### [YOUR TASK]
Continue the news article on smoking and bladder cancer in women, starting right after its final sentence.

### [DOCUMENT SECTION]
◇ ◇ ◇ ◇

Cigarettes cause half of bladder cancers in women

People who smoke are four times as prone to the malignancy as nonsmokers

About half of bladder cancer cases in women age 50 and older are now traceable to smoking, up from 20 or 30 percent in earlier decades, researchers report. The finding means women have now caught up to men in the percentage of bladder cancers attributable to cigarettes.

In addition, current smokers are four times as likely to develop bladder cancer as people who have never smoked, up from the threefold increased risk seen in earlier studies. Together, the findings reflect the fact that the decline in smoking among women has lagged behind the drop seen in men, and suggest that changes in cigarette composition in the past 50 years are altering cancer risk, the researchers propose in the Aug. 17 Journal of the American Medical Association.

“This is an important, and sad, finding,” says Anthony Alberg, a cancer epidemiologist at the Medical University of South Carolina in Charleston, who wasn’t involved in the new study.

“This was not a random sample, but the fact that it represents several states adds to the generalizability of the overall study.”

In 2009, roughly one in five U.S. adults — more than 23 percent of men and about 18 percent of women — smoked, according to the Centers for Disease Control and Prevention. While the figures represent a steady decline, the percentage of men who smoke has fallen more than that of women since the 1960s, when roughly 52 percent of men and 34 percent of women smoked. The gender disparity in smoking rates tracks with disparities in bladder cancer rates decades later.

The people in the new study were age 50 to 71 when researchers initially contacted them in the mid-1990s. Many no doubt started smoking in their teens, says study coauthor Neal Freedman, a molecular biologist and epidemiologist at National Cancer Institute in Bethesda, Md. Since cancer can take years or decades to develop, the long-term gender trends probably explain why the percentage of bladder cancers in each group attributable to smoking has evened out at about 50 percent, he says.

◇ ◇ ◇ ◇

### [EXTRACTED INFORMATION]
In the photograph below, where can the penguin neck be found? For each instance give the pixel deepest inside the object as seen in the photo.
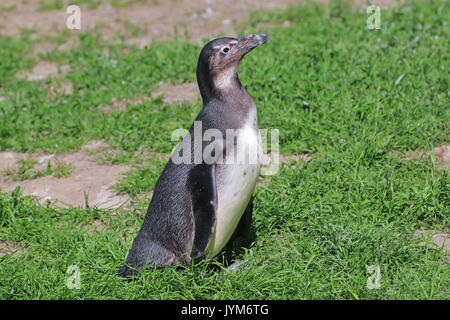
(220, 86)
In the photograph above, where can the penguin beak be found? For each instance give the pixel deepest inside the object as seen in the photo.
(250, 42)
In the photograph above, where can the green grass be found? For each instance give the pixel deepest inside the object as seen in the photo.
(347, 95)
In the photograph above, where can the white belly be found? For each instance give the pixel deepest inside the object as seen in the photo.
(235, 184)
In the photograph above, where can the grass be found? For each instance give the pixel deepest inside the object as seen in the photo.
(26, 170)
(347, 95)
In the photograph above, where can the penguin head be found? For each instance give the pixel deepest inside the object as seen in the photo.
(219, 61)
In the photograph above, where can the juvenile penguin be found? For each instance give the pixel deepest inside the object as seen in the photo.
(200, 202)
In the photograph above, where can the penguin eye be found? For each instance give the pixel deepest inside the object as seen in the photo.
(225, 49)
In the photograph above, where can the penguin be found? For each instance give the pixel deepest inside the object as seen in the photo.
(200, 203)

◇ ◇ ◇ ◇

### [ANSWER TO THIS EXERCISE]
Freedman and his colleagues analyzed data from more than 280,000 men and 186,000 women from eight states who answered questions about their health, smoking history, alcohol intake, diet, physical activity and other lifestyle factors. Researchers tracked the group through 2006, noting how many people developed bladder cancer.

“It seems that the relative risk is becoming stronger,” says Freedman, who notes that cigarettes aren’t what they were a half century ago, when they were first linked to bladder cancer. “There have been changes in types of tobacco, the way it is cured, even the construction of cigarettes — with filters.”

Studies have noted that some chemicals have been added to cigarettes over the years, including a bladder carcinogen called beta-napthylamine. But little is known about other chemicals some cigarettes might contain and, in this study, what brands people smoked, Freedman says.

Alberg says the change in cigarette composition “is the most likely explanation” for the increased bladder cancer risk. But until regulators can get a clearer picture of cigarette additives, specifics will be difficult to pin down, he says.